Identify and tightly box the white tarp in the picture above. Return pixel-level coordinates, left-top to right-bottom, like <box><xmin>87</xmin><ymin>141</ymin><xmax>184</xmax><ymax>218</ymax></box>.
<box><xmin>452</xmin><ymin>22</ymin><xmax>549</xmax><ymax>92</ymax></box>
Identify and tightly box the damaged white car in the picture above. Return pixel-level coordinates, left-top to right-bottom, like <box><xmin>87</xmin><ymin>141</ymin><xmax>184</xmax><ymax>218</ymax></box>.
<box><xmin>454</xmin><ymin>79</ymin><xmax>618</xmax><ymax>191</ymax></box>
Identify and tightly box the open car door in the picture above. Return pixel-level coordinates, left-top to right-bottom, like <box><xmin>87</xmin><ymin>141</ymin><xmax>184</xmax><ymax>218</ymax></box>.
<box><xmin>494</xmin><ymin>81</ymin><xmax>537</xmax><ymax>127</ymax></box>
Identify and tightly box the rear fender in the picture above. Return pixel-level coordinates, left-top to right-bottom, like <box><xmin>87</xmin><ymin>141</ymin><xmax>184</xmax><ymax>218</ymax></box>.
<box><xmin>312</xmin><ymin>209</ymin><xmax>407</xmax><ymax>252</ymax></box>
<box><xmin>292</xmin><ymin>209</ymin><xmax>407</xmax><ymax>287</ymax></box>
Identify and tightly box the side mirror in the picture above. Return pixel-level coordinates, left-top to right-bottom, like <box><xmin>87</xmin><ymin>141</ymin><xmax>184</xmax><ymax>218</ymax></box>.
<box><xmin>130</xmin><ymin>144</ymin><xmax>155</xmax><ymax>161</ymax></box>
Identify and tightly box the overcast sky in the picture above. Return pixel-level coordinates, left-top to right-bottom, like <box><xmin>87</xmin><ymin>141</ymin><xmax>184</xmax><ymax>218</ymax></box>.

■ ■ ■ ■ ■ ■ ■

Task brief:
A faithful, complete copy of the entries above is required.

Answer to this problem:
Identify and tightly box the white tarp in the picture above. Return pixel-level coordinates, left-top to right-bottom, like <box><xmin>87</xmin><ymin>141</ymin><xmax>184</xmax><ymax>218</ymax></box>.
<box><xmin>452</xmin><ymin>22</ymin><xmax>549</xmax><ymax>92</ymax></box>
Identify and tightly box the damaged white car in the picture above. Return pixel-level coordinates, left-top to right-bottom, like <box><xmin>87</xmin><ymin>141</ymin><xmax>184</xmax><ymax>218</ymax></box>.
<box><xmin>454</xmin><ymin>79</ymin><xmax>618</xmax><ymax>191</ymax></box>
Identify and tightly box the open car door in the picture above. Return pixel-level coordinates, left-top to right-bottom, like <box><xmin>87</xmin><ymin>141</ymin><xmax>184</xmax><ymax>218</ymax></box>.
<box><xmin>494</xmin><ymin>81</ymin><xmax>537</xmax><ymax>127</ymax></box>
Identify and tightly box the rear fender in the picture above. Return pixel-level coordinates, left-top to right-bottom, like <box><xmin>87</xmin><ymin>141</ymin><xmax>184</xmax><ymax>218</ymax></box>.
<box><xmin>312</xmin><ymin>209</ymin><xmax>407</xmax><ymax>252</ymax></box>
<box><xmin>292</xmin><ymin>209</ymin><xmax>407</xmax><ymax>287</ymax></box>
Identify and tightly box the side mirror in the picture above. Return pixel-level coordinates, left-top to right-bottom, like <box><xmin>87</xmin><ymin>141</ymin><xmax>184</xmax><ymax>218</ymax></box>.
<box><xmin>130</xmin><ymin>144</ymin><xmax>155</xmax><ymax>161</ymax></box>
Identify and tightly box the overcast sky in the picture above. Return pixel-level coordinates, left-top to right-bottom, like <box><xmin>87</xmin><ymin>141</ymin><xmax>184</xmax><ymax>218</ymax></box>.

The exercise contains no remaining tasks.